[Point localization data]
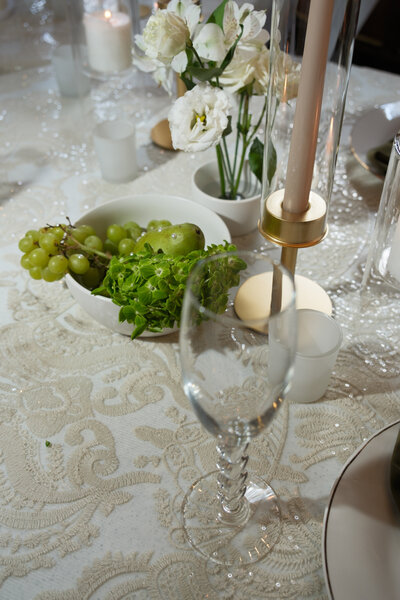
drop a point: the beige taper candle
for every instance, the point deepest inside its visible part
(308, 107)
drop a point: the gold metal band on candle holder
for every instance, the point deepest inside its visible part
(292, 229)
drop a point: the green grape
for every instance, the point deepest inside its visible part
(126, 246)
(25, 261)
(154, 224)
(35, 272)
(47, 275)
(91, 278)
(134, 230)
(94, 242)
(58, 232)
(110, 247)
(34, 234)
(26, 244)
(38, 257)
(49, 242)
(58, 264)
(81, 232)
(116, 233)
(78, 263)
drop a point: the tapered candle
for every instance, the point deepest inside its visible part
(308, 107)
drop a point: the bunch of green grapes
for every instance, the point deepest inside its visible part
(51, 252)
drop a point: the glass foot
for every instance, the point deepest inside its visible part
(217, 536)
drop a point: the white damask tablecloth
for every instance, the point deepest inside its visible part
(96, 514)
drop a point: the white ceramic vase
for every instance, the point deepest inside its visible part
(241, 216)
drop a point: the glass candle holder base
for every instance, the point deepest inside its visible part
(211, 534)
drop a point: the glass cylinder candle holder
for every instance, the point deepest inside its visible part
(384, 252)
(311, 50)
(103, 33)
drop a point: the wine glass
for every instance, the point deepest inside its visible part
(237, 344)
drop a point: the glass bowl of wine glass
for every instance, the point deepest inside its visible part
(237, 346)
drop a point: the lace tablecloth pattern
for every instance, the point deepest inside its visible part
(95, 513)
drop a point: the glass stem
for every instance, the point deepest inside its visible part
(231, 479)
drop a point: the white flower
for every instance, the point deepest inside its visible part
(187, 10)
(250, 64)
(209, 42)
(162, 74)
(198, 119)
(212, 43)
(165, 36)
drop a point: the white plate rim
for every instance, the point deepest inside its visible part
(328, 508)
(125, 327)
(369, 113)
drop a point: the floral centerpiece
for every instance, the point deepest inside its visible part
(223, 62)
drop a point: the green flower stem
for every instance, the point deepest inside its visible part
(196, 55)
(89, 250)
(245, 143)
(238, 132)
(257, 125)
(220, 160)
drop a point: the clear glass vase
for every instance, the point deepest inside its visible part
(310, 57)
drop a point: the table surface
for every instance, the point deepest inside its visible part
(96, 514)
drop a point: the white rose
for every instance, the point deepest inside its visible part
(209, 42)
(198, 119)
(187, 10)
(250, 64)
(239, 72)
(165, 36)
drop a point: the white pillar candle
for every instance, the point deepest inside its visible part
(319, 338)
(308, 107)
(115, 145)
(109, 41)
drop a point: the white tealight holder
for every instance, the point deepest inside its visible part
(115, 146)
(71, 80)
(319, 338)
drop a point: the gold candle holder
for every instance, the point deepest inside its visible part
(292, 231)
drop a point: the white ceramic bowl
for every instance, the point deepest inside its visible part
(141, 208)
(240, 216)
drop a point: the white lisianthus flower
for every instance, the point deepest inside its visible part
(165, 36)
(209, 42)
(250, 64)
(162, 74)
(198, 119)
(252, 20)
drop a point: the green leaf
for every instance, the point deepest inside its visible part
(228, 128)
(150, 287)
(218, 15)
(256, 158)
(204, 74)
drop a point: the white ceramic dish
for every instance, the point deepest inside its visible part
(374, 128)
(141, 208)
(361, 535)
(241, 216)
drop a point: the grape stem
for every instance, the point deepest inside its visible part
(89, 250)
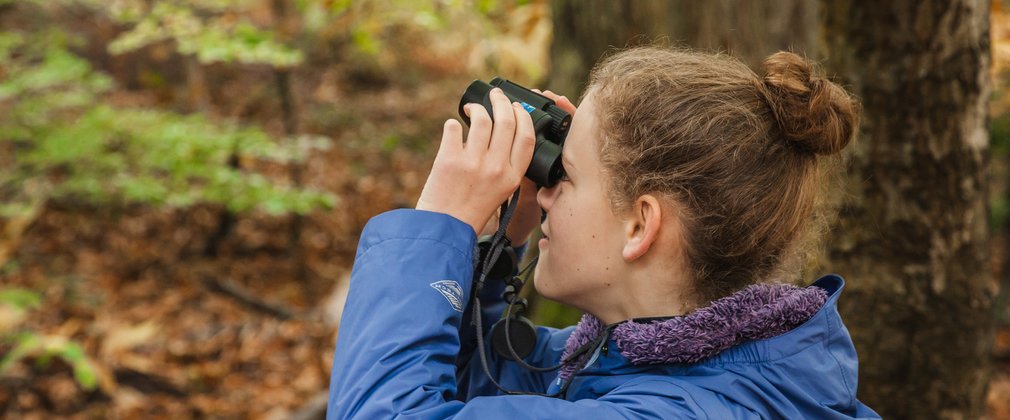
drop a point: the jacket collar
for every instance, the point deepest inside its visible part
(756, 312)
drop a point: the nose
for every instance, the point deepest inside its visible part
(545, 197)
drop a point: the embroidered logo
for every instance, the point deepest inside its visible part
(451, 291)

--

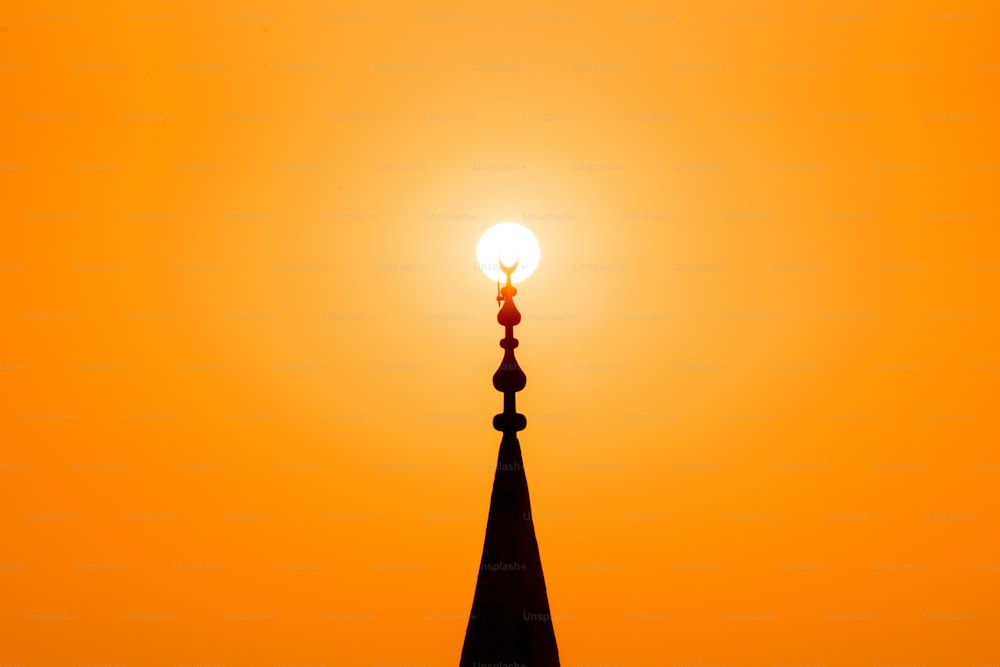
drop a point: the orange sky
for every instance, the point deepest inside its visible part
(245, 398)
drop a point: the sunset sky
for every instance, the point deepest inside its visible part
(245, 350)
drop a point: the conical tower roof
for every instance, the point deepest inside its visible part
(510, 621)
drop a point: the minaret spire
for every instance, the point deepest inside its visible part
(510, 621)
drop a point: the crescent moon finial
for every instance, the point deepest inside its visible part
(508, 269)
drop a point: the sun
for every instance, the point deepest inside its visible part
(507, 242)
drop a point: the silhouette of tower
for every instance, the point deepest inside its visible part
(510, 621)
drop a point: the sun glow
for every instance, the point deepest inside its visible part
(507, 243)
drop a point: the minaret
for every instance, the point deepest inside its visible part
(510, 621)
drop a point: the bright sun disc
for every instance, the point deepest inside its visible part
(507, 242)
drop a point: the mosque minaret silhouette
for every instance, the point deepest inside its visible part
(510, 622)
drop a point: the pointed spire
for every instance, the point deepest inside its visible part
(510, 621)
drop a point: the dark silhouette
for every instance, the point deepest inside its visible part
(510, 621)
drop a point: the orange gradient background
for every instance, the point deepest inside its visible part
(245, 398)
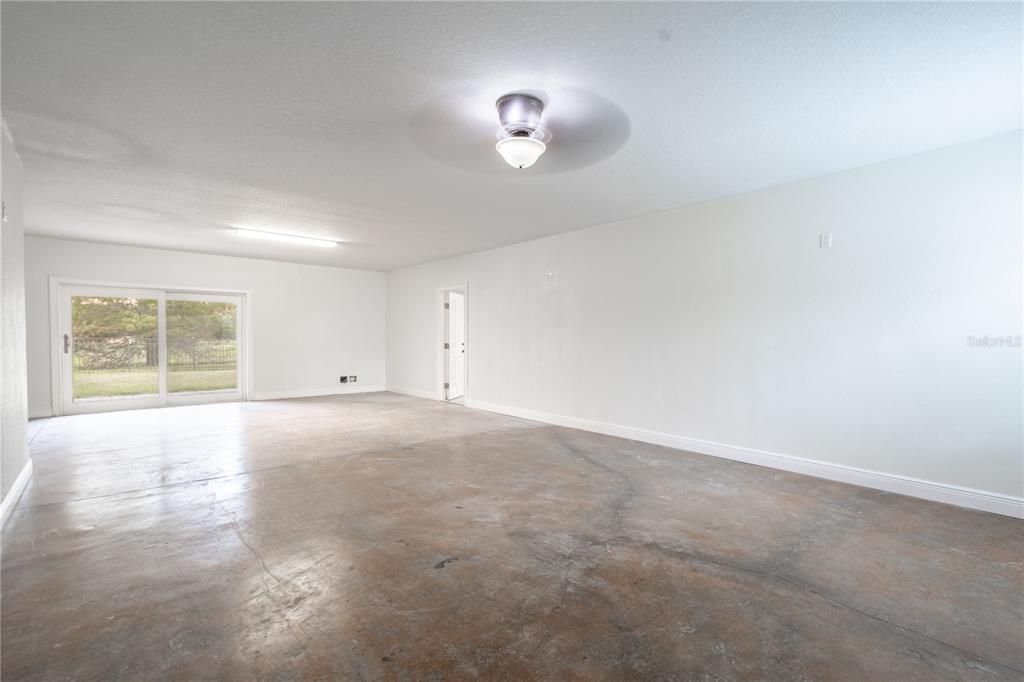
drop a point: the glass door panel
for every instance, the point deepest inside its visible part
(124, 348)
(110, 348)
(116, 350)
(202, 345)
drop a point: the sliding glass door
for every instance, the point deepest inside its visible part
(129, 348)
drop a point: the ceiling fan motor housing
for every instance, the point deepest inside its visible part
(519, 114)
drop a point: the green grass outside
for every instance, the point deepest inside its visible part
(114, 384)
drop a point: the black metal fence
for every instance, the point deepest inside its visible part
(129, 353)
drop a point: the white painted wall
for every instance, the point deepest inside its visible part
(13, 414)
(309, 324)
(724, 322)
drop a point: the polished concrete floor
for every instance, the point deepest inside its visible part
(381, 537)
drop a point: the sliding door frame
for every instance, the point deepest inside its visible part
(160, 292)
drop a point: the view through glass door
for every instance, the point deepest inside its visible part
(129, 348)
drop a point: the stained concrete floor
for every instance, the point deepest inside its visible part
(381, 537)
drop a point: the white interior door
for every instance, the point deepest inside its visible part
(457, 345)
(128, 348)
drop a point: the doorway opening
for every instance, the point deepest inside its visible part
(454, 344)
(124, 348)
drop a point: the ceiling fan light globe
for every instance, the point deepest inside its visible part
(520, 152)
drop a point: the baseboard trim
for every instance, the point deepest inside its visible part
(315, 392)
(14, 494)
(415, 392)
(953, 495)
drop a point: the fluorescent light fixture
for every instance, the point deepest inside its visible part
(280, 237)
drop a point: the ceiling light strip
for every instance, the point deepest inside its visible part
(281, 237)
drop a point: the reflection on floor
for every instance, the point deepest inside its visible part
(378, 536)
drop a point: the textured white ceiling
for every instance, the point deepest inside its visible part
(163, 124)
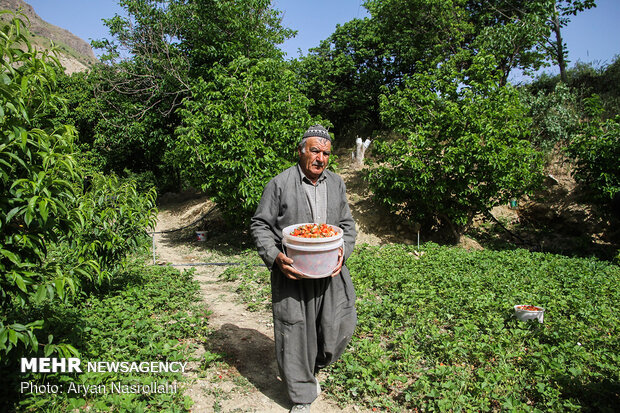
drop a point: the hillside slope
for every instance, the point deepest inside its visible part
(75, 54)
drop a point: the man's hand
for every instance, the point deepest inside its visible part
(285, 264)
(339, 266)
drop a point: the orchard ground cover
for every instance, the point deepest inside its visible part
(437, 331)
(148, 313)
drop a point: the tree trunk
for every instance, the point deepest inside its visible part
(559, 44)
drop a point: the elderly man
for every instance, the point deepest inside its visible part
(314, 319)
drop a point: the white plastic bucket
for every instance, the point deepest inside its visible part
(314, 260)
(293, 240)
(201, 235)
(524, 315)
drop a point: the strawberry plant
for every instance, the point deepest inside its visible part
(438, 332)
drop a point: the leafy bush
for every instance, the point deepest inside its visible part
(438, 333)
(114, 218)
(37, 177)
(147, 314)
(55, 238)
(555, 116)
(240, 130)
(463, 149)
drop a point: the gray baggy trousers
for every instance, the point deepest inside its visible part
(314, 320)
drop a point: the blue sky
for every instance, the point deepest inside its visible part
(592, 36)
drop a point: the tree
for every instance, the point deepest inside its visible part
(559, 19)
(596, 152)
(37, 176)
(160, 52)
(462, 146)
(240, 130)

What to produce: From the records above, transcribe without alteration every line from the one with "drop a point: the white pillar candle" to the one with "drop a point: the grape stem", inclusive.

Response to the exercise:
drop a point: the white pillar candle
for every instance, the point deepest inside its visible part
(319, 338)
(308, 107)
(115, 145)
(109, 41)
drop a point: the white tealight holder
for every instance, the point deepest inside its visible part
(115, 146)
(71, 80)
(319, 338)
drop a point: the gold candle holder
for every instance, the point deepest inside its visible part
(292, 231)
drop a point: the white ceramic bowl
for every instance, the point deepest inside its visible part
(141, 208)
(240, 216)
drop a point: the white lisianthus flower
for every instance, the point deepest inside its visible part
(165, 36)
(209, 42)
(250, 64)
(162, 74)
(198, 119)
(252, 20)
drop a point: the green leaf
for every instance, the point deepest inside its visible part
(228, 128)
(150, 287)
(218, 15)
(256, 158)
(204, 74)
drop a point: the white ceramic dish
for every instance, the point deepest inside its visible part
(374, 128)
(141, 208)
(361, 535)
(241, 216)
drop a point: the grape stem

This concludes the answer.